# Задание:
Продолжите приведенный ниже фрагмент о социальном конструировании с места, где он обрывается.

# Предоставленный фрагмент:

□ □ □ □

По счастью, Ян Хакинг хорошо поработал над прояснением этого запутанного вопроса в своей книге «Социальное конструирование… Чего?» (Hacking 1999). Благодаря его усилиям, я преуспел в составлении перечня возможных значений предложений типа «X следует рассматривать как конструкт», где на месте X оказываются «законы природы», «проявления божественного», «технологии», «политические представительства», «институты рынка» и «субъекты». Необходимо, чтобы такие предложения обладали точным значением, поскольку в них упоминаются ингредиенты, посредством которых достигается «определение общего мира», как я называю этот политический процесс[257]. Можно ли снять проклятие, лежащее на теории деятельности из-за конструктивистских метафор?

Хакинг понял, почему споры вокруг правильного соединения реальности и конструкции нагнетают столько страстей – по характеру своему они являются политическими. Прикрываясь эпистемологическими проблемами, они на самом деле посвящены вопросам совместного существования. Чтобы систематизировать различные направления «социального конструктивизма» (как я покажу далее, сюда попадает только часть этого семейства), Хакинг вводит измерительную шкалу, градуированную от 0 до 3. «Ноль» означает, что X дан «по природе», «один» – что X может быть чем-то другим, «два» – что X есть нечто плохое, и «три» – что X необходимо изменить (Hacking 1999: 6). Согласно этой шкале, «социальных конструктивистов» можно проранжировать: от самых безобидных («вещи не всегда были такими, как сейчас, они имеют историю») до самых радикальных («вещи следует изменить»). Все эти виды противоположны степени –1, которую Хакинг подразумевает, хотя и не определяет: X есть то, что Х есть, и точка.

□ □ □ □

# Предоставленные записи:
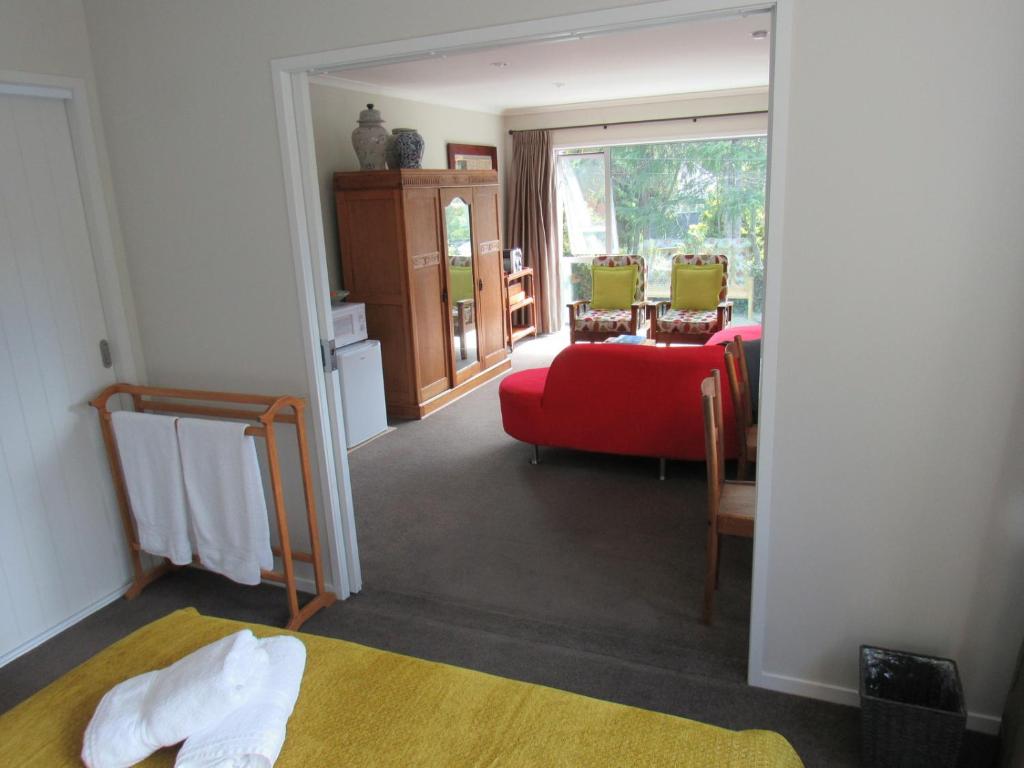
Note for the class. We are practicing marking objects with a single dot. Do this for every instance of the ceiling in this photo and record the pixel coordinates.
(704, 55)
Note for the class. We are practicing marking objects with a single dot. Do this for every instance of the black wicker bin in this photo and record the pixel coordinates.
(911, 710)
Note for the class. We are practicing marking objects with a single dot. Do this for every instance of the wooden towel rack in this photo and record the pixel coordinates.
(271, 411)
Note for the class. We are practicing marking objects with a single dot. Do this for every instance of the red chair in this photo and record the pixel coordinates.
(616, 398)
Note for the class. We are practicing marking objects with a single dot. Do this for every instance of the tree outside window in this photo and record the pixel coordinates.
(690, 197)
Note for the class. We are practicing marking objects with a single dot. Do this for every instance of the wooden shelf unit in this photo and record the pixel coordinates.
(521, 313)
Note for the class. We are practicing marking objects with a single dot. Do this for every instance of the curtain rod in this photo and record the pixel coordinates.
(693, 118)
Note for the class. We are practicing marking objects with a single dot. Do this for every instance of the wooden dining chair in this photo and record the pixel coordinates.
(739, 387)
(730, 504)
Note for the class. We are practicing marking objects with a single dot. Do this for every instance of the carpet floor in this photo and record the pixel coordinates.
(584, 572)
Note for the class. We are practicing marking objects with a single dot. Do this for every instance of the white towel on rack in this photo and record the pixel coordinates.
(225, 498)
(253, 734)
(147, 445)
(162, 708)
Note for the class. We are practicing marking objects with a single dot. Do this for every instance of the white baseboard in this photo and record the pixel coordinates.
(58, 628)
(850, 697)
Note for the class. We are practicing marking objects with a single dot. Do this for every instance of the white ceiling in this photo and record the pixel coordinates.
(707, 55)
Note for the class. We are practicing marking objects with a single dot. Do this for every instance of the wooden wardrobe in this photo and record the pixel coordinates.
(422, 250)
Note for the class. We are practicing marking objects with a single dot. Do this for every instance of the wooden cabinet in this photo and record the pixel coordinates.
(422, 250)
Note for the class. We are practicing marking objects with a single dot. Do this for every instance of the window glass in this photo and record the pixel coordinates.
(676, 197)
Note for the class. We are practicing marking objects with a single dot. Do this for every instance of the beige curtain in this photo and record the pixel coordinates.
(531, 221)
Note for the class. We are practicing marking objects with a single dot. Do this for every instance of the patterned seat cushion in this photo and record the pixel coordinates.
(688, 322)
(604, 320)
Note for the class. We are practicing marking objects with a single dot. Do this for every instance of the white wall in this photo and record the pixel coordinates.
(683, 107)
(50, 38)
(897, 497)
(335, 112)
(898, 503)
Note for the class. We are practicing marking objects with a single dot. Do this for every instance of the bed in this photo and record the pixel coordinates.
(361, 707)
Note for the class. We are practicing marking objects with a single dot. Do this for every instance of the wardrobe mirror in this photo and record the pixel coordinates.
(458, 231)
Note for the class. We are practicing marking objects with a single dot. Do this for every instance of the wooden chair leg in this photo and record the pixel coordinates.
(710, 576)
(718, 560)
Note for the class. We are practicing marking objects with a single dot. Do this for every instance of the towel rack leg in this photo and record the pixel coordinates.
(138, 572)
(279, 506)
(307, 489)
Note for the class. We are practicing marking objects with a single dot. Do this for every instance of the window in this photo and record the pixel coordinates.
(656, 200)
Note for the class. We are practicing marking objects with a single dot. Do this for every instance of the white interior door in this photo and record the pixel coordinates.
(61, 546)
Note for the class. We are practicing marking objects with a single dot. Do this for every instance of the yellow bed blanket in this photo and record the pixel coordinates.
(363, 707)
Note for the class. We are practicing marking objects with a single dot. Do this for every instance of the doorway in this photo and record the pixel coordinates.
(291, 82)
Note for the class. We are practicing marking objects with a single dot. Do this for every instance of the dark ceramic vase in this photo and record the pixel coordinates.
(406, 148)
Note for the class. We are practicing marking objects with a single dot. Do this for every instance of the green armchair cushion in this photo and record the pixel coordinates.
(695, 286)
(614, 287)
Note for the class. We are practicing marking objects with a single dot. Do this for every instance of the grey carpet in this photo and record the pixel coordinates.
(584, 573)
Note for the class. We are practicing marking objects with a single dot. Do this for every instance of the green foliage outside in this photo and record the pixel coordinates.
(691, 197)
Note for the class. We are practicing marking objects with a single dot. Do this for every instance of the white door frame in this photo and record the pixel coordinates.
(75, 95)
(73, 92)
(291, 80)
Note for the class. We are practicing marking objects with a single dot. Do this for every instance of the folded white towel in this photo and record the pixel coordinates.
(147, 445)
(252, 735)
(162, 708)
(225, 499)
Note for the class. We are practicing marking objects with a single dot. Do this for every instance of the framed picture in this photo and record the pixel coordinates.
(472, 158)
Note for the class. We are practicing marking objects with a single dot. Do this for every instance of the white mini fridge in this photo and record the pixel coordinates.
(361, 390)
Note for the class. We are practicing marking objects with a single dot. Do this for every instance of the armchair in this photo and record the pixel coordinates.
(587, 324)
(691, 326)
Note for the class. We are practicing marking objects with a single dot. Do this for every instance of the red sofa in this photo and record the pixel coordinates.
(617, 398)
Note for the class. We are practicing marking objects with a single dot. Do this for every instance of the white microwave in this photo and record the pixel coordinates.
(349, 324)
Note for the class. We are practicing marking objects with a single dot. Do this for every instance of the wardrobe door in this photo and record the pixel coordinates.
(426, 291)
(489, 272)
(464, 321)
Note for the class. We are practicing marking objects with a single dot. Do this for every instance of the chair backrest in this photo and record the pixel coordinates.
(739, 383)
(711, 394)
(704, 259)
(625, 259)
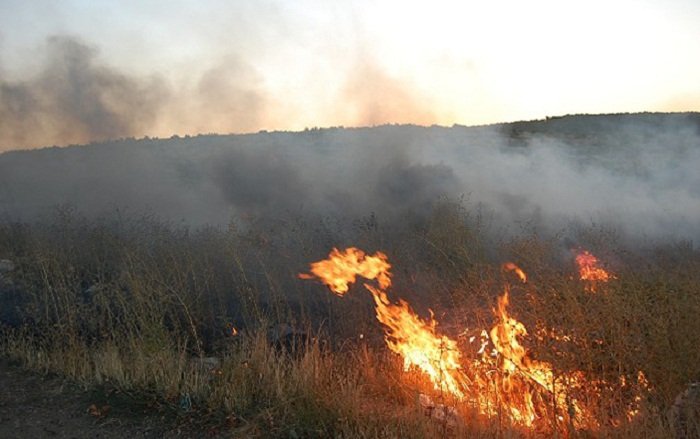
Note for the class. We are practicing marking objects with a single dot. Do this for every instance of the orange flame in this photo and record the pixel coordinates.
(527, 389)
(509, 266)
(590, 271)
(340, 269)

□ □ □ □

# Результат задания:
Несмотря на важный шаг в раскрытии политической подоплеки спора о конструкции и реальности, Хакинг предлагает слишком асимметричный градиент. Он замечательно упорядочивает различные типы «социальных конструктивистов», но ничего не говорит о политических пристрастиях так называемых натуралистов, взгляды которых соответствуют степени –1: мол, X есть неизменное свойство самой природы. Чтобы схема Хакинга работала лучше, в нее, по всей видимости, следует добавить действия тех, кто для определения «общего мира» прибегает к абсолютной необходимости природы – все уже создано и поэтому находится вне политического процесса. Теперь и конструктивисты, и реалисты заняты в «политической эпистемологии», как я называю арену, на которой представлены (во всех значениях этого слова) различные кандидаты (как люди, так и нечеловеки), соревнующиеся за право населять наш общий мир. Но не думайте, что это борьба между теми, кто выступает против политизации природы и радикалами, готовыми в собственных целях политизировать что угодно, включая факты природы. Происходящие на этой политической арене процессы состоят в обнародовании различными фракциями, партиями и коалициями своих программ по определению того, что спорно и бесспорно, случайно и необходимо, неизменно и должно быть исправлено. Если прибегнуть к традиционным метафорам, то политическая эпистемология – это не пародия на хорошую эпистемологию или хорошую политику, а необходимое поле деятельности для тех, кто готовит «Конституцию» и распределяет «действующие силы» по отраслям обширного «государства вещей», стремясь к наилучшему соотношению «сдержек и противовесов» (Latour 1999b).

Теперь, когда мы исправили асимметрию Хакинга и признали эту общую арену, мы можем на некоторое время отвлечься от имен соперничающих партий, будь то реалисты, натуралисты, конструктивисты, деконструктивисты и т. д. Давайте лучше посмотрим на список обязательств, которые они хотят получить от граждан общего мира (правда, разными способами). Мне представляется, что этот список позволит добиться более полной и ясной классификации семейства социальных конструктивистов, чем предложенный Хакингом. Мой перечень относится к его «точкам преткновения», но открывает иные дипломатические перспективы.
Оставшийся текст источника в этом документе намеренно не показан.